SUPPLIED RECORDS:
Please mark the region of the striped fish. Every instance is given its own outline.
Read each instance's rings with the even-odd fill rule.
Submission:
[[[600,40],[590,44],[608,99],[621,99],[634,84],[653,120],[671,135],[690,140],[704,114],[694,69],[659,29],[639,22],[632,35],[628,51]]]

---

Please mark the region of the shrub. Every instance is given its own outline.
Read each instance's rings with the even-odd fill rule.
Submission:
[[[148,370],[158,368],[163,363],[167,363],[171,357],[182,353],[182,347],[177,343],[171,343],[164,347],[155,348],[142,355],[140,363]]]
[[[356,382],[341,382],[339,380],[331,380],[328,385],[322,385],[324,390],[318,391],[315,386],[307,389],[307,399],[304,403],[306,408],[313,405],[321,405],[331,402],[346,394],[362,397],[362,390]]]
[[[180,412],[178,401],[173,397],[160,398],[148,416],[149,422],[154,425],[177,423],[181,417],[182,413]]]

TRY IT: Determine how many lines of the records above contain the word "outline", and report only that number.

RESPONSE TO THE TASK: 2